*Given request*. Retype exactly the lines that run from the line with "shirt collar, where" to the final line of the entries, keeping both ends and nothing else.

***** Exercise input

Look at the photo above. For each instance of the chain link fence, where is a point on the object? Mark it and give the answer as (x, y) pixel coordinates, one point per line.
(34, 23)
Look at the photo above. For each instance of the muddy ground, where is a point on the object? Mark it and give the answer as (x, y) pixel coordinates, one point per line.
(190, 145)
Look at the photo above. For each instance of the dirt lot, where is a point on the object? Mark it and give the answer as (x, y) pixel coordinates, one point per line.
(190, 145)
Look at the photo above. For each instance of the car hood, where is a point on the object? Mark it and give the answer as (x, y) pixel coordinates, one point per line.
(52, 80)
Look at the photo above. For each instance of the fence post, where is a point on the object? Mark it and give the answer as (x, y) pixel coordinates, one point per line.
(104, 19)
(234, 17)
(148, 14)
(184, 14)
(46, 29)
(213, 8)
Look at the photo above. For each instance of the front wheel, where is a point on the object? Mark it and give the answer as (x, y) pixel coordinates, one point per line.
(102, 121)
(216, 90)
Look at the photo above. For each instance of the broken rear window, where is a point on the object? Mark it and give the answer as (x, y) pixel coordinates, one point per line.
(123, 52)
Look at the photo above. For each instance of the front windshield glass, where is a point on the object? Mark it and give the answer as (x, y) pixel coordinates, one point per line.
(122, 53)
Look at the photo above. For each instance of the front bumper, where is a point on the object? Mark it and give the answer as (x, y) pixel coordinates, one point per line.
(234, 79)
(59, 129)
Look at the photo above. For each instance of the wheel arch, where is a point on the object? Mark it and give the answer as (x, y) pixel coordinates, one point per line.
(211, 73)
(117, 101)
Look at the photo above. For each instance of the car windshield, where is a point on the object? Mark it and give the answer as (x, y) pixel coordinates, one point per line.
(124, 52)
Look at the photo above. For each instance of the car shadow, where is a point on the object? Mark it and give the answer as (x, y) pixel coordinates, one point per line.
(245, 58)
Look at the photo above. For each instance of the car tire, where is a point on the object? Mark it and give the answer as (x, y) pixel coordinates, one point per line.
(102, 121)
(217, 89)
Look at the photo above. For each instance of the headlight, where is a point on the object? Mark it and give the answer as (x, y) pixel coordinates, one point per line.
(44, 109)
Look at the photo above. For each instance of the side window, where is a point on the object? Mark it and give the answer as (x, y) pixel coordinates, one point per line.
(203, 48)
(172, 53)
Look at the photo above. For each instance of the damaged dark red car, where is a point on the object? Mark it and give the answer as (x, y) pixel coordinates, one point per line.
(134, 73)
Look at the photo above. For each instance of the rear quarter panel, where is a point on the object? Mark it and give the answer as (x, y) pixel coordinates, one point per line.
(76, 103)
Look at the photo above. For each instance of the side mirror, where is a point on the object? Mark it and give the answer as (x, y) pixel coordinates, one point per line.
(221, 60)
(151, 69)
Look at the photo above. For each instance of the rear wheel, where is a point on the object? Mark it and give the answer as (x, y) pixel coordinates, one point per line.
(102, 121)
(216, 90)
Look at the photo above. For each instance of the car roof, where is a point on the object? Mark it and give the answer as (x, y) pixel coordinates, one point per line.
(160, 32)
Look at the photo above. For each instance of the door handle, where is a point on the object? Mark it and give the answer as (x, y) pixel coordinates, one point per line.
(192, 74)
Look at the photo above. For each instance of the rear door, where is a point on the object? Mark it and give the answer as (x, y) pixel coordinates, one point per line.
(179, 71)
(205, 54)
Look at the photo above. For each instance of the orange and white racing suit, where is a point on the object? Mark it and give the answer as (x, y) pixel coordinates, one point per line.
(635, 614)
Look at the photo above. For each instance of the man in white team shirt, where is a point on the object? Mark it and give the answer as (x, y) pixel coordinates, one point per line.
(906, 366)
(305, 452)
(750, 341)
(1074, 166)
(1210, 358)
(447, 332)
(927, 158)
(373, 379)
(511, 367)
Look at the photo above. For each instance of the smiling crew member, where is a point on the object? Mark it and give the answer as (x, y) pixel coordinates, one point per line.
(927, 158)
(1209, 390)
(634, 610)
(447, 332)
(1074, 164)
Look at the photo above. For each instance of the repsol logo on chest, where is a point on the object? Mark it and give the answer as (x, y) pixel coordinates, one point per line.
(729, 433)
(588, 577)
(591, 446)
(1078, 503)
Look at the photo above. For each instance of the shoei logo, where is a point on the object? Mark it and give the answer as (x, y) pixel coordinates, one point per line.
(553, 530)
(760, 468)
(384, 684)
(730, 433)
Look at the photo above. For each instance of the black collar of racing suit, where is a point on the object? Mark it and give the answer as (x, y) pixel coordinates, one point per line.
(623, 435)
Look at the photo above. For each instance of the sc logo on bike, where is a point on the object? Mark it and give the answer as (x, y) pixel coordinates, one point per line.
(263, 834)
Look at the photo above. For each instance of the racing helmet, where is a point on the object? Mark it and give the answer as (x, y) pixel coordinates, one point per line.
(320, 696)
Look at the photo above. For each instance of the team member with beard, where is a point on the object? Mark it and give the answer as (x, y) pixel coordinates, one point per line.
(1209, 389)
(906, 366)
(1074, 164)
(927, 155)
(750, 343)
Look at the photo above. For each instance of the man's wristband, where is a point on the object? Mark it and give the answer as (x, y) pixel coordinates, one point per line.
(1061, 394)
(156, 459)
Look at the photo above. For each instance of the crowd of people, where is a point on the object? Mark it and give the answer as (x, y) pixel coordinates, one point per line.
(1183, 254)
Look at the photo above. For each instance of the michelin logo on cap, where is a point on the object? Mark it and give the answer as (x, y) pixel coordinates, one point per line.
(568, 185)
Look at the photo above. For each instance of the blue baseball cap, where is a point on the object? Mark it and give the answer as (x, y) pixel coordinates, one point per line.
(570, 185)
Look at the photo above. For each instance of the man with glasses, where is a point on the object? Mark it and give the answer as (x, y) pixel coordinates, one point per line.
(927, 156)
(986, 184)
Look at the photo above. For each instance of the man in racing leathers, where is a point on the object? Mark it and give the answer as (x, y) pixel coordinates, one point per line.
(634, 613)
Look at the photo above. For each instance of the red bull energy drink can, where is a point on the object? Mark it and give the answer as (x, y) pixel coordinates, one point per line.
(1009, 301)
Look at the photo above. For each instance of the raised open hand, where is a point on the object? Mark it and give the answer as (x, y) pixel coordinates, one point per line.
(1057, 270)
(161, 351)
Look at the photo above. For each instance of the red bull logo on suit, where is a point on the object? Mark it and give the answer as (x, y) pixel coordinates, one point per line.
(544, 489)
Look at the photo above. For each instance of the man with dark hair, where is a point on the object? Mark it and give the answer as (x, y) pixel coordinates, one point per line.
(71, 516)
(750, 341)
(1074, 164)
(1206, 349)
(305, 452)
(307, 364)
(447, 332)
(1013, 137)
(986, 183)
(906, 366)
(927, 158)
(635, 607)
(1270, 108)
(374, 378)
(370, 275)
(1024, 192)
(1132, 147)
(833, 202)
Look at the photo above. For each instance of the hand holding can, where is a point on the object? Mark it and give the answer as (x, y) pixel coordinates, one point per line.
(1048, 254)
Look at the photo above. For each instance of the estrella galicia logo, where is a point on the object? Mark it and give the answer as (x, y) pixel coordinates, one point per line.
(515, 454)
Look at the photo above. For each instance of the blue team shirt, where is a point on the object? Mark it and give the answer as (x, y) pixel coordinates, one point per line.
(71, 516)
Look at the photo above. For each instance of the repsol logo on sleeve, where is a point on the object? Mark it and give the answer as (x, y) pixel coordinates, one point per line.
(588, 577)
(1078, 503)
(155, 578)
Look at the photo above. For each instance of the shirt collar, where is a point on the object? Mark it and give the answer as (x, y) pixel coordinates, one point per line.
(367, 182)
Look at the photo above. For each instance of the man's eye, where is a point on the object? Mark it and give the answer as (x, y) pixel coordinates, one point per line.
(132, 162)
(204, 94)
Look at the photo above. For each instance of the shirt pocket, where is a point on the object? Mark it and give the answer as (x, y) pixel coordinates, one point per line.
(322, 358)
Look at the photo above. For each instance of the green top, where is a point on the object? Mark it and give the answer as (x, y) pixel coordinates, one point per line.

**********

*Written answer*.
Look at the photo above. For each instance of the shirt collar, where is a point on the object? Mark it and give the answer as (x, y) pixel coordinates, one point per line.
(367, 182)
Look at the photo above. For each instance of the man's eye, where is a point on the object? Mark it and give the answer as (x, y) pixel coordinates, one point per line.
(132, 162)
(204, 94)
Look at the photo above. For each instance of the shirt pocket, where is a point on the object? Mark it and give the answer as (x, y) pixel coordinates, one point per line.
(322, 358)
Look at the photo above. For each instance of the green top, where is a point on the object? Mark it and give the answer as (x, y) pixel coordinates, one point per line.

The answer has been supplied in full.